The required output is the line with "Where can you spot the man in dark cap?" and each line that follows it to the end of the entries below, copied exactly and with nothing added.
(STORED DATA)
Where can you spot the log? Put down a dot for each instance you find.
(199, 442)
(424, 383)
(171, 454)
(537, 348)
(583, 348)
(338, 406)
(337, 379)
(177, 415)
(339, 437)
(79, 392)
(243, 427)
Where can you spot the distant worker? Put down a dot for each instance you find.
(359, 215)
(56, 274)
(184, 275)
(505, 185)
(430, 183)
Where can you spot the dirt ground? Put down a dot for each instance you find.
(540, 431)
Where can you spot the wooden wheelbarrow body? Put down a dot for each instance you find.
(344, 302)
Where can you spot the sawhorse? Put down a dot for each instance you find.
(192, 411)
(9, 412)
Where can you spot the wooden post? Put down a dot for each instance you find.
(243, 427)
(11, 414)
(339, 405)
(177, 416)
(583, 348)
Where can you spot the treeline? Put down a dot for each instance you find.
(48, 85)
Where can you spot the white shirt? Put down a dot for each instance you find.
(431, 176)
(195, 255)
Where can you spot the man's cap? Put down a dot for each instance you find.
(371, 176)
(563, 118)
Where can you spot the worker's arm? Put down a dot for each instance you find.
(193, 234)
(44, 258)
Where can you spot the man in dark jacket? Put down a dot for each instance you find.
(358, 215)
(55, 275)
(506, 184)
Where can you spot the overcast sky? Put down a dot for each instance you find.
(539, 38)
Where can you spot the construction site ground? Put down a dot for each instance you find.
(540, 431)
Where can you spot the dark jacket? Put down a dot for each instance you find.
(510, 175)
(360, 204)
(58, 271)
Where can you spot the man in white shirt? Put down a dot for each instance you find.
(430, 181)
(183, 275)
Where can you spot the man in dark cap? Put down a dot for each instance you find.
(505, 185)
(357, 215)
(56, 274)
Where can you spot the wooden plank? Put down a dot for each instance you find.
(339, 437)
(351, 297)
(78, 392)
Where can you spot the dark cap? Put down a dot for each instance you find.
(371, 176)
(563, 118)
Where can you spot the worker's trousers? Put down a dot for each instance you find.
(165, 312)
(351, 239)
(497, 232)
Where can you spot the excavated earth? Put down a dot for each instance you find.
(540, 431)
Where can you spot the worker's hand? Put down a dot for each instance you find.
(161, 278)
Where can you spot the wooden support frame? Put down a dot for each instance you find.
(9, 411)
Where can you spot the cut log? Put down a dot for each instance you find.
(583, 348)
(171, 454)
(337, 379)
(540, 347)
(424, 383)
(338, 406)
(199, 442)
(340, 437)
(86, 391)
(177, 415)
(End STORED DATA)
**YOUR RESPONSE:**
Where can you spot the man in dark cap? Put down a dot for each instance you find.
(505, 185)
(357, 215)
(56, 274)
Where can you spot the wooden plank? Put down a dot for each instance you find.
(339, 437)
(351, 297)
(78, 392)
Where can you spot the dark cap? Put down a dot for each instance you find.
(371, 176)
(563, 118)
Where can you spot the worker's trousers? Put down a dot for each instance you find.
(165, 312)
(351, 239)
(497, 232)
Where can you spot the excavated earth? Put down a dot for each instance you find.
(540, 431)
Where can you spot the worker's hand? Put down a dot for each instance you find.
(161, 278)
Where can you spot the wooden support frame? Put down a dot for each instance you find.
(9, 411)
Where can you spot the cut log? Put down a dot for each instance you find.
(583, 348)
(171, 454)
(337, 379)
(540, 347)
(424, 383)
(338, 406)
(199, 442)
(340, 437)
(86, 391)
(177, 415)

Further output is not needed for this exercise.